ZU ERLEDIGEN:
(a) Schreiben Sie aus der Auflistung alles wortgetreu ab, von der Zeile mit „[locate] weathered concrete“ einschließlich bis zum Ende der Auflistung.
(b) Führen Sie den Artikel über die Debatte um ein AfD-Verbot im Anschluss an seinen letzten Satz weiter.

TEXTAUSZUG:
**********
Diskussion um AfD-Verbot – Experte vermutet: Eigentlich geht es um etwas ganz anderes
München - Seit mehr als 65 Jahren ist in Deutschland keine Partei mehr verboten worden. Denn die Hürden für ein Parteiverbotsverfahren vor dem obersten deutschen Gericht in Karlsruhe sind hoch. Drei Landesverbände der AfD gelten mittlerweile als "gesichert rechtsextrem". Während die Distanz zwischen Parteifunktionären und Extremisten weiter abnimmt, verbreiten AfD-Abgeordnete zunehmend völkische und antidemokratische Inhalte. Einzelne Politiker diskutierten in Potsdam sogar mit Neonazis einen "Masterplan" zur Vertreibung von Millionen von Menschen aus Deutschland.
Mit Blick auf die hohen Zustimmungswerte der AfD in Teilen Ostdeutschlands ist eine Regierungsbeteiligung inzwischen nicht mehr ausgeschlossen. Das bereits gegründete Bündnis Sahra Wagenknecht (BSW) und eine neue, sich im Aufbau befindende Partei von Ex-Verfassungsschutzchef Hans-Georg Maaßen (CDU) könnten das politische Lager vor den Landtagswahlen in Thüringen, Sachsen und Brandenburg noch weiter aufspalten. Der Chef der rechtskonservativen Werteunion hat eine Zusammenarbeit mit der AfD nicht verneint.
**********
DATENAUFLISTUNG:
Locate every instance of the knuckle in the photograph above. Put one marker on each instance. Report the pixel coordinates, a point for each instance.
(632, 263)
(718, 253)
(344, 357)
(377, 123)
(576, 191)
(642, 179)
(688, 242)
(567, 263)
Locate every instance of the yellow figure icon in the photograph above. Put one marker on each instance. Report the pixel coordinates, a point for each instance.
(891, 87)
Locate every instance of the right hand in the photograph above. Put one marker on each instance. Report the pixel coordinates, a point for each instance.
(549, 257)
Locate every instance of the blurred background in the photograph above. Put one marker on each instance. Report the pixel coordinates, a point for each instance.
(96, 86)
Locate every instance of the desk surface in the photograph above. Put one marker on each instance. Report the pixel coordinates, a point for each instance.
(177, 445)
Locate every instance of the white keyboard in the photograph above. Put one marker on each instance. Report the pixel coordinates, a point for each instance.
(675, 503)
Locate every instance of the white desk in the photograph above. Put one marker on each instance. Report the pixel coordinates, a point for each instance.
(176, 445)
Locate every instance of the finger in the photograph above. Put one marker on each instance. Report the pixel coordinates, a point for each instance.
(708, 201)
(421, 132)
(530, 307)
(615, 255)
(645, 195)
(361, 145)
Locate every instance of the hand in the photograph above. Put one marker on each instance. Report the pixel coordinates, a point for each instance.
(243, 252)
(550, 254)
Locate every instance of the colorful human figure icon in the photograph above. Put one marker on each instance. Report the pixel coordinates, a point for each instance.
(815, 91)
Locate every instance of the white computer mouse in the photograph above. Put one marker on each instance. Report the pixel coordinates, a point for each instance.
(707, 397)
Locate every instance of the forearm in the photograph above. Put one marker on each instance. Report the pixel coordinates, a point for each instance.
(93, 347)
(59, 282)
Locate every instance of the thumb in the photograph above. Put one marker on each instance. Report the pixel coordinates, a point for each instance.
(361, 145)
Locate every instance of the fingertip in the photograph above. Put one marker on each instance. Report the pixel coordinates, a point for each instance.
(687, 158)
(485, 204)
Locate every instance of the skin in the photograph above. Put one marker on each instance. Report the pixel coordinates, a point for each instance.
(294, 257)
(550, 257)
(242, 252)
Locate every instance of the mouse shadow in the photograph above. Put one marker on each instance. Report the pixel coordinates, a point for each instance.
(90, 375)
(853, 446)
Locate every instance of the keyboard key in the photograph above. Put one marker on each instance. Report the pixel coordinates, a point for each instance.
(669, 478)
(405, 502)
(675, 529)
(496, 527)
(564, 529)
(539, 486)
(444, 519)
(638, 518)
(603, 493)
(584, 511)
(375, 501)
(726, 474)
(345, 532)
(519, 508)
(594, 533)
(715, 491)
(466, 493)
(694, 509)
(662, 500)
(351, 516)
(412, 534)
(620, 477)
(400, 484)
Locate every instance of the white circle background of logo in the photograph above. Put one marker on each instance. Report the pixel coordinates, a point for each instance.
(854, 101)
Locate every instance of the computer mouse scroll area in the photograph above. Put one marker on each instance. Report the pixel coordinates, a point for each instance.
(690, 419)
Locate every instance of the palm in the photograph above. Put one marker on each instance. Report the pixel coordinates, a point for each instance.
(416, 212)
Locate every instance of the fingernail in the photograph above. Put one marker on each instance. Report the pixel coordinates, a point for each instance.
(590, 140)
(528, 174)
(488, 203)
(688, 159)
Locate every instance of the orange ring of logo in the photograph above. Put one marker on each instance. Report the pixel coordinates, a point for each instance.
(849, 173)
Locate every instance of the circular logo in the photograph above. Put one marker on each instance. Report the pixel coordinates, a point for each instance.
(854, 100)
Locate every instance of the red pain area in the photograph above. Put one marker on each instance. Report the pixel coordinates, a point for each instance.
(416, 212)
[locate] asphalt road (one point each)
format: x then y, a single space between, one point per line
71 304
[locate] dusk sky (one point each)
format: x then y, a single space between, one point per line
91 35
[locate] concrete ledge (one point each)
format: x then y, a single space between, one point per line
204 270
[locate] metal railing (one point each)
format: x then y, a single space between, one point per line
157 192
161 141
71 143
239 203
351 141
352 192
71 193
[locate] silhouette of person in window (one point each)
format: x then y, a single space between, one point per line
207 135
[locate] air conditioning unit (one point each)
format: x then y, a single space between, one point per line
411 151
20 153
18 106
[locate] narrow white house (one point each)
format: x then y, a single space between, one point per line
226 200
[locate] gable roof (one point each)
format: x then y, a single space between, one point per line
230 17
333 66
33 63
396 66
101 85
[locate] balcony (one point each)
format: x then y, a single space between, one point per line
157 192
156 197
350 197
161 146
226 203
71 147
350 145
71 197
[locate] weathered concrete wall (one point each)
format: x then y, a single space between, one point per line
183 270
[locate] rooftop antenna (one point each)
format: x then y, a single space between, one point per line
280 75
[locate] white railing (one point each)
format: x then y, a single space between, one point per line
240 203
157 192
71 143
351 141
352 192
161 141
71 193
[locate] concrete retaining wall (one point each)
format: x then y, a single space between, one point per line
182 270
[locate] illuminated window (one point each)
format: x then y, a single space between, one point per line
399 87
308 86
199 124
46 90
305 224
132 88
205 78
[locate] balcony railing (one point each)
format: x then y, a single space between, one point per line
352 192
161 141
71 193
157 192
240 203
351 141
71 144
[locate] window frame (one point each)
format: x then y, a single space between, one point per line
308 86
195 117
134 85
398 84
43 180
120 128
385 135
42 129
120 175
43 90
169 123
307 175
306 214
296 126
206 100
**********
ANTWORTEN DER REIHE:
(a)
[locate] weathered concrete wall (one point each)
format: x then y, a single space between, one point per line
183 270
[locate] rooftop antenna (one point each)
format: x then y, a single space between, one point per line
280 75
[locate] white railing (one point each)
format: x then y, a single space between, one point per line
240 203
157 192
71 143
351 141
352 192
161 141
71 193
[locate] concrete retaining wall (one point each)
format: x then y, a single space between, one point per line
182 270
[locate] illuminated window (one point each)
format: x then y, a single space between, one point per line
399 87
308 86
199 124
46 90
305 224
132 88
205 78
[locate] balcony railing (one point each)
format: x then y, a single space between, one point per line
352 192
161 141
71 193
157 192
240 203
351 141
71 144
[locate] window frame (one point each)
format: x then y, a single space between, one point per line
308 86
195 117
134 85
398 84
43 180
120 128
385 135
42 129
120 175
43 90
169 123
307 175
306 214
296 126
206 100

(b)
Verfassungsexperte Walther Michl: AfD-Verbotsverfahren ist "wichtiges politisches Signal"
Die entscheidende Frage: Wann gilt eine Partei aufgrund von extremistischen Äußerungen mehrerer Politiker in ihrer Gesamtheit als verfassungswidrig? Bald könnte sich das Bundesverfassungsgericht damit befassen. Denn einige Abgeordnete von CDU, SPD, Linken und Grünen sind offen für einen gegen die AfD gerichteten Verbotsantrag. Für den Verfassungsexperten Walther Michl von der Universität der Bundeswehr München wäre es ein "wichtiges politisches Signal", diesen juristischen Schritt zu gehen. Gerade durch das öffentlich gewordene Geheimtreffen vor den Toren Berlins seien die Verbindungen zwischen AfD-Funktionären und Rechtsradikalen nochmals offensichtlicher geworden.
"Der Teufel steckt allerdings im Detail. Das hat man besonders beim NPD-Verbotsverfahren gesehen, dass da einige juristische Fallstricke lauern", sagt der Inhaber der Professur für Öffentliches Recht an der Fakultät für Wirtschafts- und Organisationswissenschaften zur AZ.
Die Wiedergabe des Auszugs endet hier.